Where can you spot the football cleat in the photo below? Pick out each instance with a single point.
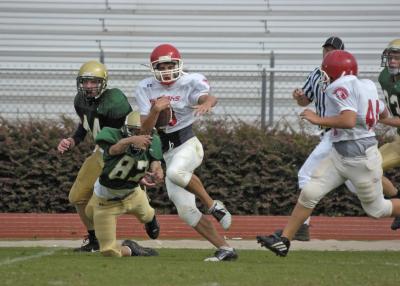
(223, 255)
(303, 234)
(221, 214)
(89, 244)
(137, 250)
(152, 228)
(396, 223)
(277, 244)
□ □ □
EXERCISE OBJECTIVE
Rewrite the rows above with "football cleat" replaced by "soccer shoe" and everything else left unchanged. Leave the pictures out.

RESULT OF THIS TASK
Where can you spot the soccer shoe in the photo below? Pick out each instance with a single point.
(223, 255)
(303, 234)
(221, 214)
(89, 244)
(137, 250)
(152, 228)
(396, 223)
(277, 244)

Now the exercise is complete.